──────── TEXT PROVIDED
Farm bill ends subsidies, cuts food stamps
By Jennifer Liberto  @CNNMoney January 27, 2014: 8:03 PM ET

WASHINGTON (CNNMoney)

A group of bipartisan lawmakers on Monday agreed to a deal on a farm bill that would end direct subsidies to farms in favor of crop insurance.

The deal could trim as much as $90 a month from food stamps for 850,000 recipients.

The farm bill would last five years and needs to pass both chambers and then be signed by the president.

The bill could be passed before the spring planting season. That's significant because farmers need to know early how it might affect prices and what to expect for their corn, wheat or tobacco yields.

The bill changes the current agricultural subsidy system. It ends direct payments to farmers for planting crops and replaces it with a revamped, beefed-up crop insurance program.

"Today's bipartisan agreement puts us on the verge of enacting a five-year Farm Bill that saves taxpayers billions, eliminates unnecessary subsidies, creates a more effective farm safety-net and helps farmers and businesses create jobs," said Sen. Debbie Stabenow, a Michigan Democrat who chairs the Senate agriculture panel.
────────────────
──────── MATERIAL PROVIDED
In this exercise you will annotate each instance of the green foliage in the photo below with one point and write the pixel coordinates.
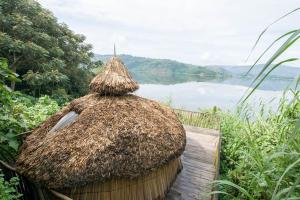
────────────────
* **PROBLEM TO SOLVE**:
Name every crop mentioned in the farm bill article. The material plays no part in the task.

* **SOLUTION**:
Corn, wheat and tobacco.